### Task to carry out
In the records below, count each line where the word "tooth" appears, and reply with that number only.
START Data under study
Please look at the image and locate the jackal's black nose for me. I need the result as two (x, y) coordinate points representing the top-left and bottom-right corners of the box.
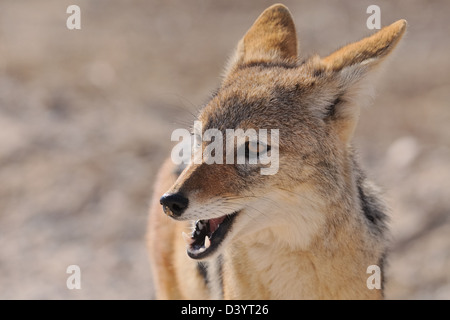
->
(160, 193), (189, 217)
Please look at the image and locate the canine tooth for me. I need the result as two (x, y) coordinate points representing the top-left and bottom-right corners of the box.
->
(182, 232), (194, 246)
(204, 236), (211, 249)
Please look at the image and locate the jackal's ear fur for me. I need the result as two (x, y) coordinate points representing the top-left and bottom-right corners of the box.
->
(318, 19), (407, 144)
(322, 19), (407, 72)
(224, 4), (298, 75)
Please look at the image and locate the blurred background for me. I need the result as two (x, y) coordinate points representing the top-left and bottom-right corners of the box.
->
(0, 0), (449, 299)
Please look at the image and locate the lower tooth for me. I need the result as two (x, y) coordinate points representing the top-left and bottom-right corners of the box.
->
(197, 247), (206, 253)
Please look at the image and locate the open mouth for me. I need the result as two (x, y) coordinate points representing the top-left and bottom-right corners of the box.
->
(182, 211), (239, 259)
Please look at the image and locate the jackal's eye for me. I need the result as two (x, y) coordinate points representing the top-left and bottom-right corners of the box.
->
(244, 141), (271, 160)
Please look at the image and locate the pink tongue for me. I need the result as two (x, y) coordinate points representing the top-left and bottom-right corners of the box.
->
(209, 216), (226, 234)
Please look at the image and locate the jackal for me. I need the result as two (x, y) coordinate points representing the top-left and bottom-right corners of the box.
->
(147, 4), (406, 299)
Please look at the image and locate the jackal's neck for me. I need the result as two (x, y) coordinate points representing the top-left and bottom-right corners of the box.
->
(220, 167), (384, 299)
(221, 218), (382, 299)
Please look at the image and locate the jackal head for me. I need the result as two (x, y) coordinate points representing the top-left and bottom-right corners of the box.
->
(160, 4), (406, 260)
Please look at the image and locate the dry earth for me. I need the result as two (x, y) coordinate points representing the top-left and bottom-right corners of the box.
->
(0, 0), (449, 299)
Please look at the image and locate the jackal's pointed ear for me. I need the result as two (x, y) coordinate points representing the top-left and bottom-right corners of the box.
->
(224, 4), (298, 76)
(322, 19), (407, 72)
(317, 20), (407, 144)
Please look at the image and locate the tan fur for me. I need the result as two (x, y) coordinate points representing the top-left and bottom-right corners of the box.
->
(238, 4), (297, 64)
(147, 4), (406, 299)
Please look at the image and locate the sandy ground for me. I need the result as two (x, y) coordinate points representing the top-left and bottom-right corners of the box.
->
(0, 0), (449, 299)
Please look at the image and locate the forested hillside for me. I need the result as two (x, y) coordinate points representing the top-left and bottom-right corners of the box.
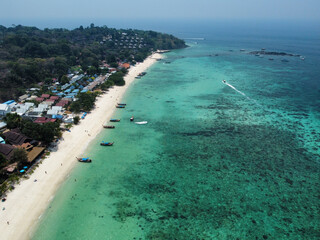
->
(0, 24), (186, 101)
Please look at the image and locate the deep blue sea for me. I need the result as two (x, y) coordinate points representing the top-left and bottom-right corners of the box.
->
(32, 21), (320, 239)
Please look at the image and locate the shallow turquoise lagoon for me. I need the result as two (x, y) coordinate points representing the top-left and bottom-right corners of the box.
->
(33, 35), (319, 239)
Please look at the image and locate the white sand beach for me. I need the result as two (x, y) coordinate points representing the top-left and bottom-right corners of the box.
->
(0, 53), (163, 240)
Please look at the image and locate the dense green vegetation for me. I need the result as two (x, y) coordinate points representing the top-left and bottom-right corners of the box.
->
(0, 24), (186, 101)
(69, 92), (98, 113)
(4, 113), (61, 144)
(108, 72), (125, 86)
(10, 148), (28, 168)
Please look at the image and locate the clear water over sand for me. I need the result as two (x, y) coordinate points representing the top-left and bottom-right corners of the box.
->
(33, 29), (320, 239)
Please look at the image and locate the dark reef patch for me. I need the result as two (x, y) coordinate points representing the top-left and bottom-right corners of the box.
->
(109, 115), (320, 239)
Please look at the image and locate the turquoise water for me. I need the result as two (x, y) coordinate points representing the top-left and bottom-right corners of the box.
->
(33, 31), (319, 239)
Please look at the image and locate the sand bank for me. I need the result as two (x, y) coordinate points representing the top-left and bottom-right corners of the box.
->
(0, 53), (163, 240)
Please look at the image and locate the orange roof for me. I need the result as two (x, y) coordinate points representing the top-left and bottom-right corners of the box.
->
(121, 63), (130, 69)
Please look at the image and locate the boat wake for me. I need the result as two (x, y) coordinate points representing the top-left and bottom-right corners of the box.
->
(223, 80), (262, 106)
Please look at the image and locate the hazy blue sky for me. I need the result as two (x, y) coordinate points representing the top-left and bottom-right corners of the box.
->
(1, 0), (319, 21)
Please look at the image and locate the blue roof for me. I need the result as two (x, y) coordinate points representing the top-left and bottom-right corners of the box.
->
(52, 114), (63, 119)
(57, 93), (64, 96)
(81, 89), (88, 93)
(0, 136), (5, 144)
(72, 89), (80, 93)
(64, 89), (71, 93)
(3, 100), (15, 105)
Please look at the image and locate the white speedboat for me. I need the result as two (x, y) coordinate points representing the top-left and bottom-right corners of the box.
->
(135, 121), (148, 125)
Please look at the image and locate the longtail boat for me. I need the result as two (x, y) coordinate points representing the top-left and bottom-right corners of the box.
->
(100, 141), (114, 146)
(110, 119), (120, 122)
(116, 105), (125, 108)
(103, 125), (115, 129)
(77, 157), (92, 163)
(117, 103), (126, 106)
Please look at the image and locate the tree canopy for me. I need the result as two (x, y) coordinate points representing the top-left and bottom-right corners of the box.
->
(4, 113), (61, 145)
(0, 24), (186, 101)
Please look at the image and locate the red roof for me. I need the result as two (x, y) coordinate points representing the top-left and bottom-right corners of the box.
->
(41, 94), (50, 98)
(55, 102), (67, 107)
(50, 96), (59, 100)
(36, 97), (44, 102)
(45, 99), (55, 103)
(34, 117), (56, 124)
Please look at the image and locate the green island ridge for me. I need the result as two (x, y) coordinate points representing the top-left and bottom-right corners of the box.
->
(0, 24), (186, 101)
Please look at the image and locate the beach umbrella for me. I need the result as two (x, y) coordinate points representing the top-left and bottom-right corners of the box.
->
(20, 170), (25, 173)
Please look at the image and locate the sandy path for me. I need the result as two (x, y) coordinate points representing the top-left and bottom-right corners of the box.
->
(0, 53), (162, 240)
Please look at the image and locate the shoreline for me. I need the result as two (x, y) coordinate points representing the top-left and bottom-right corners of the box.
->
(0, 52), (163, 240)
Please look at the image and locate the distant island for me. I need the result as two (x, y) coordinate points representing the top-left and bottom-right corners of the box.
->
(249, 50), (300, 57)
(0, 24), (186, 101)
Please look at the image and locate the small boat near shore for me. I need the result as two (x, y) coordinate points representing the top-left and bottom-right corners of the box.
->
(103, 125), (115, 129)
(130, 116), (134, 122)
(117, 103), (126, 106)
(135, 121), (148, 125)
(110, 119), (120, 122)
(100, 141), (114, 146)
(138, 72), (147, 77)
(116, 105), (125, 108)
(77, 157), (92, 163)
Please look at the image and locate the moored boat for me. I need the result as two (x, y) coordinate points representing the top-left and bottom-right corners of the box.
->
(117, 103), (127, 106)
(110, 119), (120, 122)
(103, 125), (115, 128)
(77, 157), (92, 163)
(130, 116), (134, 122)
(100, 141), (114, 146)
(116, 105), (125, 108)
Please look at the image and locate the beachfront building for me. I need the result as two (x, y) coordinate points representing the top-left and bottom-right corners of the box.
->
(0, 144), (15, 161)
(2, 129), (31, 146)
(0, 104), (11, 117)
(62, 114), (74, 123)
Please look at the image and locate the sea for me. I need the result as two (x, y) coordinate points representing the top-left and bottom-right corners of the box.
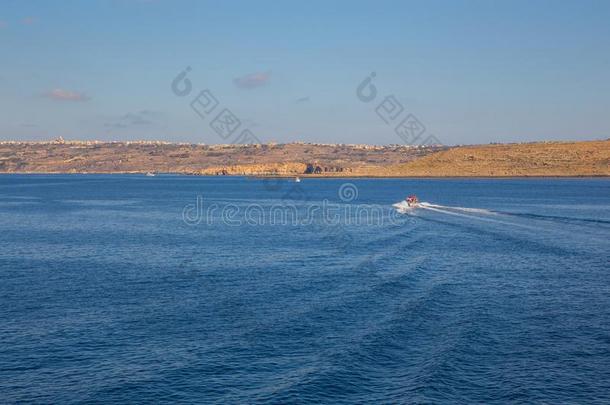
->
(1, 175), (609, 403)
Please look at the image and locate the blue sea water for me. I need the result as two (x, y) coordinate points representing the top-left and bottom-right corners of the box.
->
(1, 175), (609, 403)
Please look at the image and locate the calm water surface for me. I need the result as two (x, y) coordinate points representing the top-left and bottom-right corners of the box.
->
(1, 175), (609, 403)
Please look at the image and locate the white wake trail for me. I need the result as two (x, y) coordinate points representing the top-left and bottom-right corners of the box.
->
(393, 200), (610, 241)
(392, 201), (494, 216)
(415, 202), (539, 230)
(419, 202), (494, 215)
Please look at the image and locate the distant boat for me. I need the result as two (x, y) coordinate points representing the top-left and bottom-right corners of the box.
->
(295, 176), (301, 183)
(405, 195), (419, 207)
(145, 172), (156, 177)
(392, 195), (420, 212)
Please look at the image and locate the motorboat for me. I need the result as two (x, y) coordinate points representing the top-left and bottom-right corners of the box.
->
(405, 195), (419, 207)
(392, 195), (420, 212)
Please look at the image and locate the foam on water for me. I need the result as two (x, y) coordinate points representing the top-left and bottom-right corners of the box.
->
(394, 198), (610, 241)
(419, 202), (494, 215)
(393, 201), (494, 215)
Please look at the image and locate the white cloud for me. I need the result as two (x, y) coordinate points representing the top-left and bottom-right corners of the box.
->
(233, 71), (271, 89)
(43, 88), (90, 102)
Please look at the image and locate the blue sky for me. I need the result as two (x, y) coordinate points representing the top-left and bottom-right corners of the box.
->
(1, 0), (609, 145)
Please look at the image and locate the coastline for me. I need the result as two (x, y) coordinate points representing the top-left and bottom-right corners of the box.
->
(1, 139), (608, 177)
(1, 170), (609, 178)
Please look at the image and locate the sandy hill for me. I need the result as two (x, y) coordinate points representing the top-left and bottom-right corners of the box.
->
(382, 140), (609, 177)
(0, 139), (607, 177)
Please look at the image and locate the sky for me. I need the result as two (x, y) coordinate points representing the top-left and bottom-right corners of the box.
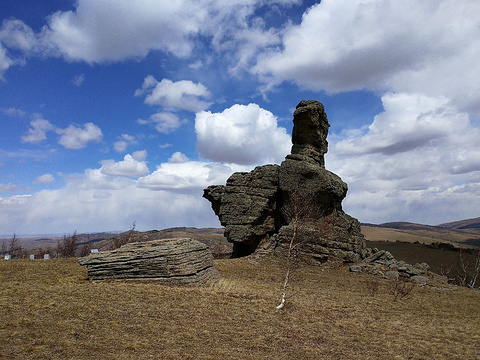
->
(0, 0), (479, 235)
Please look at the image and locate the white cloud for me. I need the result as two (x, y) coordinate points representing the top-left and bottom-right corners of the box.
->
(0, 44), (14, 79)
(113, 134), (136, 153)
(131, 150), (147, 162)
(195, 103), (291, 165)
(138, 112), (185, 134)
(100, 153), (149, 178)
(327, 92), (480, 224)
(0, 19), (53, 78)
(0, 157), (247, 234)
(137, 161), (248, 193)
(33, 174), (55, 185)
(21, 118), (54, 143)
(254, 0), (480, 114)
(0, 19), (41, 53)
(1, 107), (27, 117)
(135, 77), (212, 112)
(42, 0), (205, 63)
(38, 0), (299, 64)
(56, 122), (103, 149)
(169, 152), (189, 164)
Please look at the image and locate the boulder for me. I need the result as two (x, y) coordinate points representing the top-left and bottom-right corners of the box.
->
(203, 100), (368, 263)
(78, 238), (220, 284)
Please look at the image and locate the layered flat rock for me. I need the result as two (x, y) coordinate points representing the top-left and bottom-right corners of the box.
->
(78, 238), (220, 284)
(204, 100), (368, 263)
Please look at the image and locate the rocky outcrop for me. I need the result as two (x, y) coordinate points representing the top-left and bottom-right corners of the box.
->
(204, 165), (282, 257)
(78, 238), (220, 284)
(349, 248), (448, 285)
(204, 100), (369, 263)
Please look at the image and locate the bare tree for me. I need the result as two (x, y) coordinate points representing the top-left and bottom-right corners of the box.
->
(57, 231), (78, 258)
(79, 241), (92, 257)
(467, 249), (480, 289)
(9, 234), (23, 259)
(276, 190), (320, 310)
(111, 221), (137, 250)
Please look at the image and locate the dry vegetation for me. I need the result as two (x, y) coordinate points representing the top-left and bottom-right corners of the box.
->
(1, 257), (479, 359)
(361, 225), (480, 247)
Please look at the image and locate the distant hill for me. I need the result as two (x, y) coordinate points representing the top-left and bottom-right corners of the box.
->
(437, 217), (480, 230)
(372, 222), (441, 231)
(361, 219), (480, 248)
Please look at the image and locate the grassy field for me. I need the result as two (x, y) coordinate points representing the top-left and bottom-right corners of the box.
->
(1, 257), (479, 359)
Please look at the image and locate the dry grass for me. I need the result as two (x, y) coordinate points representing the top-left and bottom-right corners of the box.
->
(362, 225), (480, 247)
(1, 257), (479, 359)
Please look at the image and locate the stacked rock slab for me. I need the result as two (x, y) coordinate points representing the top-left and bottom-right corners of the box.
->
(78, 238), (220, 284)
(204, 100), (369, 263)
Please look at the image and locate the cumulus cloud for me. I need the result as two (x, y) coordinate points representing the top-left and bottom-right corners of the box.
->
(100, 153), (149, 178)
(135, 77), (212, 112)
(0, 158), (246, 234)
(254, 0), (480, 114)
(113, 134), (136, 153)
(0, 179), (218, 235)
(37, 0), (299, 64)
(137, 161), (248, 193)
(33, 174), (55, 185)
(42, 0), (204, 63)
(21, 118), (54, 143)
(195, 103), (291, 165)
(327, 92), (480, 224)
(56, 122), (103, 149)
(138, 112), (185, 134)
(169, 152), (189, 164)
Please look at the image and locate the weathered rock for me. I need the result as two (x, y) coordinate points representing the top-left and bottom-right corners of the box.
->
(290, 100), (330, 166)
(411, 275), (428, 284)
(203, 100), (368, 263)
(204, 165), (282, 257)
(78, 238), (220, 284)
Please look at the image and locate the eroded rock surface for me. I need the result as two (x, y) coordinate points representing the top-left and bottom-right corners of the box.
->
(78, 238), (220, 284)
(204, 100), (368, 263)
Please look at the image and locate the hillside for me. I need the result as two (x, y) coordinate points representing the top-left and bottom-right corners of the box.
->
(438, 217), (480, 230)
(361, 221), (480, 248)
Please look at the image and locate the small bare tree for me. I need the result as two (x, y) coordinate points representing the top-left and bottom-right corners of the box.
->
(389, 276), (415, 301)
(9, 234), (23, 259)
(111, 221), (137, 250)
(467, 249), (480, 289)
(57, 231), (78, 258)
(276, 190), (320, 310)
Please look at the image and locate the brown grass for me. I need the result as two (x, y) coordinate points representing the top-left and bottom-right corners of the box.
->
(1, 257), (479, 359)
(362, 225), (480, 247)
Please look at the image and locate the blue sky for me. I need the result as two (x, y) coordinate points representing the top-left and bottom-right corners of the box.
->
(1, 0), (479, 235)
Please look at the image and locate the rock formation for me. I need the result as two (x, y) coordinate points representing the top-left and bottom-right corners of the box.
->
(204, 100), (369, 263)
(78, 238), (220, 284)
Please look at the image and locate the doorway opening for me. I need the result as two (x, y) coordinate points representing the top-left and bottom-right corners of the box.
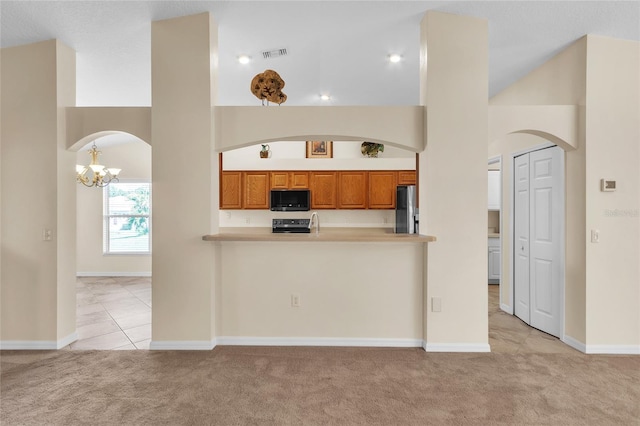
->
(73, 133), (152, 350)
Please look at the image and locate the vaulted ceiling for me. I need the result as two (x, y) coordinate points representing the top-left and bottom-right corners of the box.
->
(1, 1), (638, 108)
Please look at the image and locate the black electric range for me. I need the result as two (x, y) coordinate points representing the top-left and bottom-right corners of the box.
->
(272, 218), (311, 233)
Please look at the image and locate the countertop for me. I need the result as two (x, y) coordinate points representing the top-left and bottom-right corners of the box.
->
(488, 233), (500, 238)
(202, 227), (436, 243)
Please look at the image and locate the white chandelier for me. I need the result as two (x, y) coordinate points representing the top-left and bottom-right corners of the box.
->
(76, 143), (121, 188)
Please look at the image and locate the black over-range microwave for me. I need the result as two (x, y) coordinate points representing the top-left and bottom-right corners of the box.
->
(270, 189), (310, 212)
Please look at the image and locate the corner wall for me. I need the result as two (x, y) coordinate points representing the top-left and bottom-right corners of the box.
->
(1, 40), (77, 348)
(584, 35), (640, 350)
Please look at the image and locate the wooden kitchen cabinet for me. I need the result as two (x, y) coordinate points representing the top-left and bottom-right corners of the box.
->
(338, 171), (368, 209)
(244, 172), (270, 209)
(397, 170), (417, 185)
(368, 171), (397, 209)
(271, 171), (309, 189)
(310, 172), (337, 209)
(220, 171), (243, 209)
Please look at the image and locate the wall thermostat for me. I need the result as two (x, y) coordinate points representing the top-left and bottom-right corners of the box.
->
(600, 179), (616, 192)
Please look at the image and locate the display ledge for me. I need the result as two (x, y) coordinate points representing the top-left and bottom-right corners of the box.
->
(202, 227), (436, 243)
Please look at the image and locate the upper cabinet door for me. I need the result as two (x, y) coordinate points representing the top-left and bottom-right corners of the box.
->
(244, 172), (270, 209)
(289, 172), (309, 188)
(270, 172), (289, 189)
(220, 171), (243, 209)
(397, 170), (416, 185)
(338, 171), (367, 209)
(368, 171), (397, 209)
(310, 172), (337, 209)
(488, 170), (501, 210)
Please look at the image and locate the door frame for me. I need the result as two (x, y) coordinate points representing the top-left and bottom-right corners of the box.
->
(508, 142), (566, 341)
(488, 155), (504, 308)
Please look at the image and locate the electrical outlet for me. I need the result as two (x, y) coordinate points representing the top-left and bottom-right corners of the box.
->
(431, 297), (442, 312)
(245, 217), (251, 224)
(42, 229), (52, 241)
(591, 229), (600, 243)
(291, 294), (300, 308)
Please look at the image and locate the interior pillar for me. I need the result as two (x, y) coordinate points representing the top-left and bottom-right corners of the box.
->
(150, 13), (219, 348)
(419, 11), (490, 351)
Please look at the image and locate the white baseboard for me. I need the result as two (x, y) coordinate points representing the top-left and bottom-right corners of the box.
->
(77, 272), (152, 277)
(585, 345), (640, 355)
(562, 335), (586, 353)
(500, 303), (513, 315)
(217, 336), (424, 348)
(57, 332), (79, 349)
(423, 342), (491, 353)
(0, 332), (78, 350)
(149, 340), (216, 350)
END Data under study
### Finished task
2